* **Fonte**
Ano A / cor: verde /
leituras: Is 45,1.4-6; Sl 95 (96); 1Ts 1,1-5; Mt 22,15-21
“Dai a César o que é de César e a Deus o que é de Deus” (Mt 22,21)
O profeta
Isaias, na primeira leitura, fala de um rei estrangeiro e pagão, isto é, que
não era judeu nem de nacionalidade e nem de religião. Para agravar a situação,
era o rei dominador do povo judeu e o mais poderoso de sua época: Ciro II, mais conhecido como Ciro, o Grande.
Ciro foi rei da Pérsia entre os anos
559 e 530 a.C. No ano de 539 aC Ciro conquistou a Babilônia onde estavam
cativos o povo judeu. Ciro foi um rei benevolente e, no ano de 537 a.C., foi o
autor da declaração que autorizava os judeus a regressarem para sua terra de
origem, libertando-o do cativeiro e escravidão, conforme narra o livro de
Esdras, 1,1-11, onde consta uma versão dos ditos dessa declaração, colocando
fim ao exílio babilônico dos judeus, nos seguintes termos: “Ciro, rei da
Pérsia,decreta: Yahweh, o Deus do céu, entregou-me todos os reinos do mundo.
Ele me encarregou de construir para ele um Templo em Jerusalém, na terra de
Judá. Quem de vocês provêm do povo dele? Que o seu Deus esteja com ele. Volte
para Jerusalém, na terra de Judá, para reconstruir o Templo de Yahweh, o Deus de
Israel. Ele é o Deus que reside em Jerusalém.” (Esd 1,2-3). Isaias,
prevendo esse acontecimento, antes que isso se realizasse, enaltece o rei,
atribui a Ciro algo que era destinado somente aos reis de Israel e Judá: a
unção de Yahweh: e o rei ungido se tornava o pastor do povo de Deus, e Isaias
escreve, dizendo: “Assim diz Yahweh a Ciro, o seu ungido...” completando
com todas as benesses contidas no livro de Isaias, 45,1-7.
O
Salmo 137 (136) retrata dolorosamente a saudade que os judeus sentiam da terra natal
que ficara tão distante, e pedem vingança contra Babilônia pelo mal que lhes
fez: “Junto aos rios da Babilônia nos sentamos e choramos, com saudades de
Sião. Nos salgueiros de suas margens penduramos nossas harpas. Lá, os que nos
exilaram pediam canções, nossos raptores queriam diversão: ‘Cantem para nós uma
canção de Sião’. Como cantar um canto de Yahweh em terra estrangeira? Se eu me
esquecer de você, Jerusalém, que seque a minha mão direita. Que a minha língua
se cole no paladar se eu não me lembrar de você, e se eu não elevar Jerusalém
ao topo da minha alegria. [...] Ó devastadora capital da Babilônia,
feliz quem lhe devolver o mal que você fez para nós. Feliz quem agarrar e
esmagar seus nenês contra o rochedo” (Sl 137 (136) 1-6.8-9)

* **Dados registrados**
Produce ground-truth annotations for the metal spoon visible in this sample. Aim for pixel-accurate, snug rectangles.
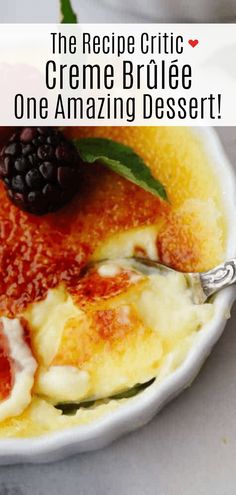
[91,257,236,304]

* **Objetivo**
Responda, por favor, com base na fonte:
(a) Entre quais anos Ciro foi rei da Pérsia?
(b) Em que ano Ciro conquistou a Babilônia?
(c) Segundo o salmo citado na fonte, onde os exilados penduraram suas harpas?

* **Resultado da tarefa**
(a) Entre 559 e 530 a.C.
(b) Em 539 a.C.
(c) Nos salgueiros das margens dos rios da Babilônia.